Requirement ▸ Every line with the string "dark" must be copied from the entries below.

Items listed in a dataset

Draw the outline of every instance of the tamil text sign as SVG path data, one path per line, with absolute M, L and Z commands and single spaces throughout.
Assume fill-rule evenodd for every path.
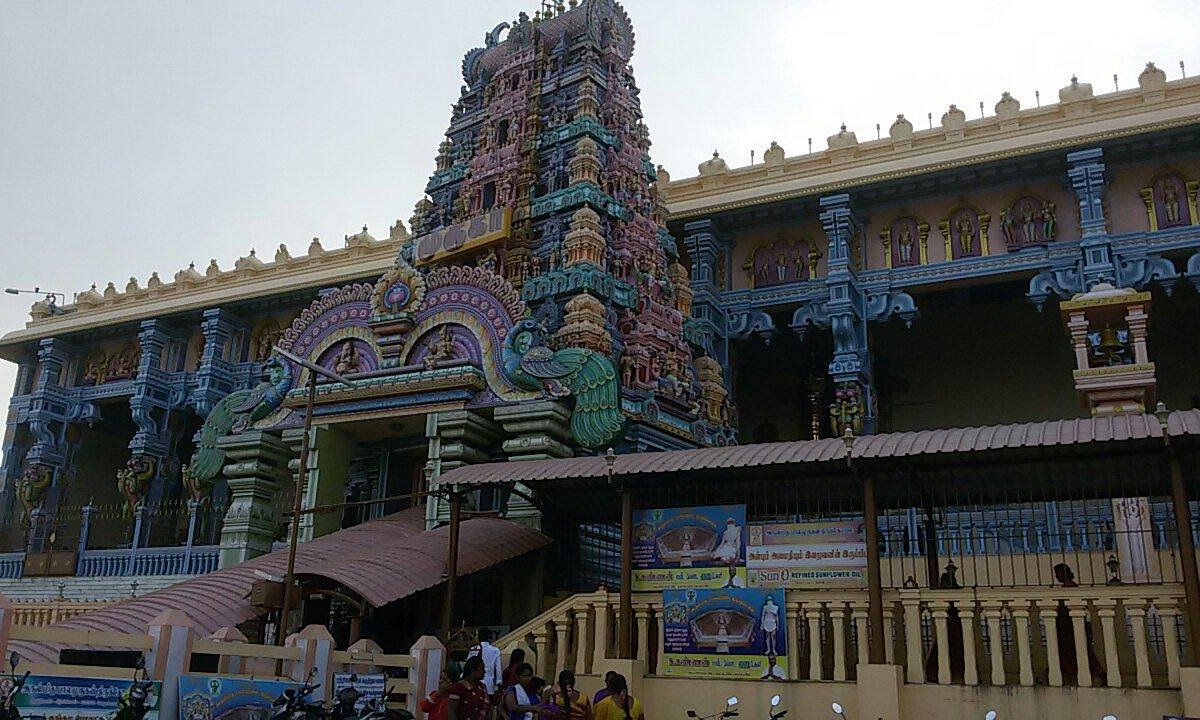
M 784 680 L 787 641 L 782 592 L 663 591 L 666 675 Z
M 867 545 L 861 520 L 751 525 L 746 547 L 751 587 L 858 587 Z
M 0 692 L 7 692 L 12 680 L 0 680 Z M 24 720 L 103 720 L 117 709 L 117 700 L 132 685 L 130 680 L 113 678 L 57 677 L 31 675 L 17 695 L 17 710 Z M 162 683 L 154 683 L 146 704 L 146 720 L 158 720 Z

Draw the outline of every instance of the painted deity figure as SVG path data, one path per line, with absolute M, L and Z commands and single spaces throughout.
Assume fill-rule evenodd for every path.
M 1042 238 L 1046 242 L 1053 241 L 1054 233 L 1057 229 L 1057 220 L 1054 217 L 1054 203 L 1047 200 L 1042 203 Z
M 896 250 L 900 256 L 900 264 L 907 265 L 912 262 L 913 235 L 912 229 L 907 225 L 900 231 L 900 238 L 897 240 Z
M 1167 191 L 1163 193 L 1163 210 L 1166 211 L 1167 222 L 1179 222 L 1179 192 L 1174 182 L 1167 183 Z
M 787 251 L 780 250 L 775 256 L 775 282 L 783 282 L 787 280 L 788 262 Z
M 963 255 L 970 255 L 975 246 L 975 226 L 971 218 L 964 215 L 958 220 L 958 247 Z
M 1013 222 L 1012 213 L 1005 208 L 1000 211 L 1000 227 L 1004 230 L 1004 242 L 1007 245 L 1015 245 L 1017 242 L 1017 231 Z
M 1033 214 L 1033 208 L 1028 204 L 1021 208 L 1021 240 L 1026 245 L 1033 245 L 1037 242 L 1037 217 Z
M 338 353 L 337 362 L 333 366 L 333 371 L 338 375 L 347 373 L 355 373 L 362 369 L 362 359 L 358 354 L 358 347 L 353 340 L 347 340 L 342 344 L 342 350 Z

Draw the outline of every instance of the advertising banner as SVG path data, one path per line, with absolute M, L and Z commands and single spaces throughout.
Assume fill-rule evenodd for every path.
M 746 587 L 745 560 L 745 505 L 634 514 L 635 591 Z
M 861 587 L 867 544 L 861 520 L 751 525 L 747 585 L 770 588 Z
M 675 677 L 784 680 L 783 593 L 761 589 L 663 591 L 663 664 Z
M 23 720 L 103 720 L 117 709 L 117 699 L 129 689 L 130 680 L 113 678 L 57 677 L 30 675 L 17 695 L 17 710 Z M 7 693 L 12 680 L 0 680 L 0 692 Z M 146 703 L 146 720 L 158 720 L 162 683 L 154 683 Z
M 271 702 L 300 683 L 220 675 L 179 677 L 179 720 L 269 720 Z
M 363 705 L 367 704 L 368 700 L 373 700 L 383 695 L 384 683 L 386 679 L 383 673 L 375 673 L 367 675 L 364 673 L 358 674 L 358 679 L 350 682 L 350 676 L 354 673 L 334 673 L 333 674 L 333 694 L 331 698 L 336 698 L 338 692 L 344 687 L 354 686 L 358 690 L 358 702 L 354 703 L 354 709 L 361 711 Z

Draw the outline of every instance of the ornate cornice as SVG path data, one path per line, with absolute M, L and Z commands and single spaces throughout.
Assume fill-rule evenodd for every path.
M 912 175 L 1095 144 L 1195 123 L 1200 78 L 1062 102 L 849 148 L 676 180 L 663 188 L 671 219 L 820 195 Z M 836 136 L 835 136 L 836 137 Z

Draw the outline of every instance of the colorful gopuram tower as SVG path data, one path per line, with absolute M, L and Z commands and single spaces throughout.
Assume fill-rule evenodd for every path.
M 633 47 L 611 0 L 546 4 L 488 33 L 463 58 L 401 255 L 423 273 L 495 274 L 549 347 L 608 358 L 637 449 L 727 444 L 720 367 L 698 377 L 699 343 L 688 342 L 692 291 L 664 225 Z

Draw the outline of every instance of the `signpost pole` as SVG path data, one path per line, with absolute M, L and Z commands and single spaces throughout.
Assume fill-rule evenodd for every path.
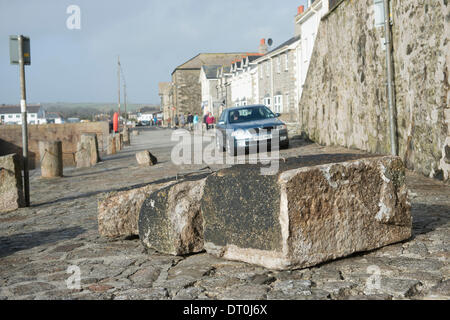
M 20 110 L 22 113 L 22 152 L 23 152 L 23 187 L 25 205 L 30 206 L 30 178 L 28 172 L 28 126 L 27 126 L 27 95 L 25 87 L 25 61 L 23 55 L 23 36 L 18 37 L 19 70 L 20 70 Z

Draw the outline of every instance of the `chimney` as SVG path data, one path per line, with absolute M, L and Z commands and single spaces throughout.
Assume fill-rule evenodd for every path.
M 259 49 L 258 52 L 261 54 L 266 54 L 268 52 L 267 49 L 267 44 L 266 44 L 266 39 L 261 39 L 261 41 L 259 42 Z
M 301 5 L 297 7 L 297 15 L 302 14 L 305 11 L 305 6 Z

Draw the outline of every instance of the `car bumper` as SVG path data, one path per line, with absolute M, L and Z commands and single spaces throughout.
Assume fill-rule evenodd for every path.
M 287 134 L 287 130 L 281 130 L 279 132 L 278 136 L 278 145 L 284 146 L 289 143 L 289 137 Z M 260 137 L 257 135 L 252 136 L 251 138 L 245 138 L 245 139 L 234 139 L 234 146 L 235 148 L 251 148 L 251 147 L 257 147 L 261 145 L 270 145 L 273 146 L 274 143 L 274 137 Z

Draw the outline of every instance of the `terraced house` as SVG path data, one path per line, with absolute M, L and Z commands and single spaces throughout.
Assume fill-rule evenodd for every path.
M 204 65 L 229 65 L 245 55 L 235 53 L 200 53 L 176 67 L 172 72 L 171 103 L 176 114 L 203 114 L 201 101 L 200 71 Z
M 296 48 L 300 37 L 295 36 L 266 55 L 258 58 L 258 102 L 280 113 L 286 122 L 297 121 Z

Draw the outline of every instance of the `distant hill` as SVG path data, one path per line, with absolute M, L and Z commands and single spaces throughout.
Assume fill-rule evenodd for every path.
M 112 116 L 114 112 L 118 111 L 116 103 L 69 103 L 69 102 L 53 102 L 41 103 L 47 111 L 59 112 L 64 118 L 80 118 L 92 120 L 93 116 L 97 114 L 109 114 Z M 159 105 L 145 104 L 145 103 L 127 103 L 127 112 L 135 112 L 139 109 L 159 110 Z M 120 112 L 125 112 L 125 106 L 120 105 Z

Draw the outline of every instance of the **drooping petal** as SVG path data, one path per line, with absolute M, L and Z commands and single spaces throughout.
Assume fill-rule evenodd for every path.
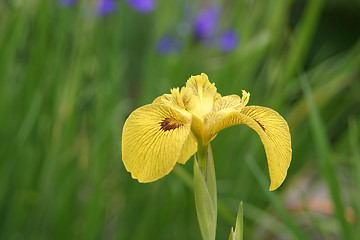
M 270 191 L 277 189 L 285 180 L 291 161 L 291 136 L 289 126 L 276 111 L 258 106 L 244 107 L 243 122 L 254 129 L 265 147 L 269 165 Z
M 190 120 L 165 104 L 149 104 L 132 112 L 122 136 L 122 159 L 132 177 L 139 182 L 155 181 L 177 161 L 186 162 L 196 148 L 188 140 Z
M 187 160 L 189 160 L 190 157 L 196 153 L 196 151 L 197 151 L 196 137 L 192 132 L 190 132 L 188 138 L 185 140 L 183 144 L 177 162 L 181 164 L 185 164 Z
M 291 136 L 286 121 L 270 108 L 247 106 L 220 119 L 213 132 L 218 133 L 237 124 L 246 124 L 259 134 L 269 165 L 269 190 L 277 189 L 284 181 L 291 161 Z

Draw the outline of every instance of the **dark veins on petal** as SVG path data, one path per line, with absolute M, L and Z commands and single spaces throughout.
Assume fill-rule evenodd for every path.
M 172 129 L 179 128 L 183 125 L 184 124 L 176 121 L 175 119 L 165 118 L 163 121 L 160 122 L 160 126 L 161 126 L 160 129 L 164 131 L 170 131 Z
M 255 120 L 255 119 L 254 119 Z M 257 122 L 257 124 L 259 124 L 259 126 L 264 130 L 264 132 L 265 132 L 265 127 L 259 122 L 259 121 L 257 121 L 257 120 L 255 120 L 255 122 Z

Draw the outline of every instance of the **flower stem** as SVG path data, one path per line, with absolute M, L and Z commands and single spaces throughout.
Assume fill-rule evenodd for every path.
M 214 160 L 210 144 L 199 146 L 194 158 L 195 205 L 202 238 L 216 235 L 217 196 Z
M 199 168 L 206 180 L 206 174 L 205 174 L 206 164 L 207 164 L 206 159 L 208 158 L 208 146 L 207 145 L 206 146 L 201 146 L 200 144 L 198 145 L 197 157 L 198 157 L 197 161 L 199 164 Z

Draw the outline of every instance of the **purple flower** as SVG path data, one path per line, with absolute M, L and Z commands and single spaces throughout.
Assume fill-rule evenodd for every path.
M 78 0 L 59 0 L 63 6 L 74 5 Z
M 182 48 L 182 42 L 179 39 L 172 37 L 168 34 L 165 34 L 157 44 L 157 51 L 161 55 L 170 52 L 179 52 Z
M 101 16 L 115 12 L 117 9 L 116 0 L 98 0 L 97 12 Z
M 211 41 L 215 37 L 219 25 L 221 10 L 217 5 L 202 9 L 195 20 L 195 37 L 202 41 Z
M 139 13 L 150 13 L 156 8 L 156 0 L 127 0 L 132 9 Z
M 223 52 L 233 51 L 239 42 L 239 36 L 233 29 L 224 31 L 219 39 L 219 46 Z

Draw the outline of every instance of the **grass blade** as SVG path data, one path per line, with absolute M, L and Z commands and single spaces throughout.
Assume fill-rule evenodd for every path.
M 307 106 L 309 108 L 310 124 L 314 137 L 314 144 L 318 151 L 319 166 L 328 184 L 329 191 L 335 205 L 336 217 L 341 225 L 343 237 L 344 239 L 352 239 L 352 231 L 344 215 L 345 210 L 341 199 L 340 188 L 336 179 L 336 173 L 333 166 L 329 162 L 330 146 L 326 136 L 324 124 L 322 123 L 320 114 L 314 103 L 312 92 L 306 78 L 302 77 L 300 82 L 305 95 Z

* * *

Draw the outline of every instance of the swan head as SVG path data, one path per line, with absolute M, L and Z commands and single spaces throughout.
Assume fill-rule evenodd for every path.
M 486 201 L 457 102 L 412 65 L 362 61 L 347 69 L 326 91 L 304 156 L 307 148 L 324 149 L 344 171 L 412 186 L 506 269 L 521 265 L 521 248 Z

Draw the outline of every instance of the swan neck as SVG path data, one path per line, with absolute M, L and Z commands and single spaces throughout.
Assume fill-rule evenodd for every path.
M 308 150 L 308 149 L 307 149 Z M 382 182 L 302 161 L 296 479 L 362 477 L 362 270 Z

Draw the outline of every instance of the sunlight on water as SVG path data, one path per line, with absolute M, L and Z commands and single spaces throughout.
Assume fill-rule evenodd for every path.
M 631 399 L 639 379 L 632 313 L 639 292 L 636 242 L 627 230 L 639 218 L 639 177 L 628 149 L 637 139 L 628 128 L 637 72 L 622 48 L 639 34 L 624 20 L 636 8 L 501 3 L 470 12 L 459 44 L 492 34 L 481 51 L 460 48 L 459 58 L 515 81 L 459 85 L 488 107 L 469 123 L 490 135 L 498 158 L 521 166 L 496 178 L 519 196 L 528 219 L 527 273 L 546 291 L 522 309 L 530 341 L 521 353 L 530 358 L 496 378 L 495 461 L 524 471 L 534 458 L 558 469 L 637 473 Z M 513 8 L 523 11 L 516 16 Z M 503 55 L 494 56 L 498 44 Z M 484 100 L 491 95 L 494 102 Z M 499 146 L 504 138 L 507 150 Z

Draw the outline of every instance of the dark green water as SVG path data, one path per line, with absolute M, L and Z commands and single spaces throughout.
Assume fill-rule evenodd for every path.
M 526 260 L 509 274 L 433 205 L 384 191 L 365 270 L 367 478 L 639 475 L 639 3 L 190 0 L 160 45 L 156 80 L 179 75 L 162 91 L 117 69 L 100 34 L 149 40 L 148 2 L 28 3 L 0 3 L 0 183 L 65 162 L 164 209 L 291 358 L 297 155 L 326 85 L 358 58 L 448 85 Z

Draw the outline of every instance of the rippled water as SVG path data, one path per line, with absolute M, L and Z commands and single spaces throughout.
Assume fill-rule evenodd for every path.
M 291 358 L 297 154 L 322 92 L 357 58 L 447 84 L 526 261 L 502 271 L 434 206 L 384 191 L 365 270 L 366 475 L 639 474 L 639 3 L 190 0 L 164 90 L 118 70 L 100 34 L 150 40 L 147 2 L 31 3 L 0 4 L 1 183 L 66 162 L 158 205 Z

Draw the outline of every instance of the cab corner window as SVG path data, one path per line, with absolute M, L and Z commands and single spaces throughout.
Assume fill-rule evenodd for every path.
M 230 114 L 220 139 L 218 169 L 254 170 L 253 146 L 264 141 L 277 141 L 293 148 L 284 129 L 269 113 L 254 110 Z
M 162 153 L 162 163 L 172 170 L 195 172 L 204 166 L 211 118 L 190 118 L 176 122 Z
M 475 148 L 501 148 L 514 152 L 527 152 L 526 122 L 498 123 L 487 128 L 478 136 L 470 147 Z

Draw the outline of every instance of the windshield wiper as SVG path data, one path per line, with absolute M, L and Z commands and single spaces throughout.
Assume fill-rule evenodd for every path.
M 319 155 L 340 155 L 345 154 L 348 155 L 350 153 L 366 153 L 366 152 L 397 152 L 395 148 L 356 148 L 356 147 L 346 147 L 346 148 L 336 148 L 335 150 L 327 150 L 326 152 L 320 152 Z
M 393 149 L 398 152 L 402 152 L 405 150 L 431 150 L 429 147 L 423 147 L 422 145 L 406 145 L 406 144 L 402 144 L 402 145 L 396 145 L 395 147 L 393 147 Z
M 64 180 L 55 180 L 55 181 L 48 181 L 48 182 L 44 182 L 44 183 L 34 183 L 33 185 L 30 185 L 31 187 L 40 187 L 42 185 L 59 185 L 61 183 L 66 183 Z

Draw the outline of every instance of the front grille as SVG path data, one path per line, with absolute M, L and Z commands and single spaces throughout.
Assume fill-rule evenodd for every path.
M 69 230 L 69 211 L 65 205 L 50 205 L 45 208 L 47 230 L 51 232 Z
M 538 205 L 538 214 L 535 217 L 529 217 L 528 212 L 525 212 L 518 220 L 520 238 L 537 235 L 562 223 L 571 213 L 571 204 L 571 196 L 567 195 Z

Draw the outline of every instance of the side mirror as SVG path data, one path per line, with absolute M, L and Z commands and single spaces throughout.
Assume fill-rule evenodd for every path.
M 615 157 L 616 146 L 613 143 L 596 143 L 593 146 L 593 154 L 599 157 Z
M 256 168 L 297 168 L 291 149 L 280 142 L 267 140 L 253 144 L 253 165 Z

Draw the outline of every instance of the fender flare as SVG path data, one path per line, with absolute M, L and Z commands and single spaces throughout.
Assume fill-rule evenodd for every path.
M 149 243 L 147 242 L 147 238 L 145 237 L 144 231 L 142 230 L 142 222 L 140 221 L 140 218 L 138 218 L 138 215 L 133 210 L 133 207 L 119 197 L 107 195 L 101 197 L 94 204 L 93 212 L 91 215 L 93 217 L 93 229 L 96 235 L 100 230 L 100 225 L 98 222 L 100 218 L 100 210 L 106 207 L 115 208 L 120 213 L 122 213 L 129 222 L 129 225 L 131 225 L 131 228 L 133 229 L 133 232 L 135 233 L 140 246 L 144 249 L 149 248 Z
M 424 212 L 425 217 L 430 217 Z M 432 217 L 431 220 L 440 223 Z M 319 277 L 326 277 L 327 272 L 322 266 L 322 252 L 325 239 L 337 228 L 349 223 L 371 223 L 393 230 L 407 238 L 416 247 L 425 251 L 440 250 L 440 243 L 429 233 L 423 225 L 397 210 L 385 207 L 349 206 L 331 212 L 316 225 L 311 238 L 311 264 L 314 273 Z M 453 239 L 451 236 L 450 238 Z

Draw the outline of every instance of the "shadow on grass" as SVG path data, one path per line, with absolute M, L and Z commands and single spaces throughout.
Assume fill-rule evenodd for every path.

==

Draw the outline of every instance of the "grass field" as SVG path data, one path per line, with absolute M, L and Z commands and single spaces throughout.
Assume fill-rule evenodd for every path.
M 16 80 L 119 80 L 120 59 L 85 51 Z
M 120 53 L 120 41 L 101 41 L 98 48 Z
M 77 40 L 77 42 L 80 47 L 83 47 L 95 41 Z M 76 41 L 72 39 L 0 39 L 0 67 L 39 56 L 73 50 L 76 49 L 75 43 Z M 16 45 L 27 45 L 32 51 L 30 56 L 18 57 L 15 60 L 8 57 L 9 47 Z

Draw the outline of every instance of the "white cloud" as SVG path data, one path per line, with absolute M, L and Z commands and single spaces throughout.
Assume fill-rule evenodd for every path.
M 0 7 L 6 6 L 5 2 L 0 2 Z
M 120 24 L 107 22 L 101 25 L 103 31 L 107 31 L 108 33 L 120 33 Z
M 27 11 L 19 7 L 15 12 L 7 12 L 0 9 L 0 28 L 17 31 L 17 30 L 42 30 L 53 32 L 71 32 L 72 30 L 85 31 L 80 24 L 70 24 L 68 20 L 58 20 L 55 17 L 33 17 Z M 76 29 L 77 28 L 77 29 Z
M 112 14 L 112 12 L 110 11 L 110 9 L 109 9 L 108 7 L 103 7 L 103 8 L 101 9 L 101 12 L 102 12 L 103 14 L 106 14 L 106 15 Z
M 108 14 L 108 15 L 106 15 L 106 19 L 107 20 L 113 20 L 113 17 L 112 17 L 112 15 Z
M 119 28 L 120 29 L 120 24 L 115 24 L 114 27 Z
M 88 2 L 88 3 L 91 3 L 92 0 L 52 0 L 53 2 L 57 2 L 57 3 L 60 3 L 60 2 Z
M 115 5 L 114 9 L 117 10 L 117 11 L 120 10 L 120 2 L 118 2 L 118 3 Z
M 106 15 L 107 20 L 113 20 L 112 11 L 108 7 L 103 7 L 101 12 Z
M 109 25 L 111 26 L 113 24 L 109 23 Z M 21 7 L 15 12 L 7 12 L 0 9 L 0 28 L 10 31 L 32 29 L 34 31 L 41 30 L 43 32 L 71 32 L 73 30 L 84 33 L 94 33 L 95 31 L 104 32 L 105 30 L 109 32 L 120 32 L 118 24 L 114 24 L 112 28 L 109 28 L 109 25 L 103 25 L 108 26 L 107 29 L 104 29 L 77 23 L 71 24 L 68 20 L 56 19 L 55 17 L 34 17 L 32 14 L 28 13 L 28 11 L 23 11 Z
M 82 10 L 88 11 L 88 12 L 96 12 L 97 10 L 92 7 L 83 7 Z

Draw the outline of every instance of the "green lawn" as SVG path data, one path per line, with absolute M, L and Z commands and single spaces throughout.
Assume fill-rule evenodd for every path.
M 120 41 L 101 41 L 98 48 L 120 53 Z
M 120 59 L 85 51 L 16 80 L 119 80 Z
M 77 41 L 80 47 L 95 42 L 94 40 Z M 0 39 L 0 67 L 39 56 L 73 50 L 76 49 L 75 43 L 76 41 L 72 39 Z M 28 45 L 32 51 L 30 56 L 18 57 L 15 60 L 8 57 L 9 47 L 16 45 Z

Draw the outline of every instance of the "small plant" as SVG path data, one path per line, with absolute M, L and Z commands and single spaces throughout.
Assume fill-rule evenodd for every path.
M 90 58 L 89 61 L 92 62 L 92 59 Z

Completed task ▸
Draw the outline of every instance of the **dark veins on petal** as SVG path data, one path per line, with absolute M, L and Z commands and single spaces throughout.
Draw the outline of every instance of the dark green water as SVG path data, one path per line, with absolute M, L and Z commands and single spaces throughout.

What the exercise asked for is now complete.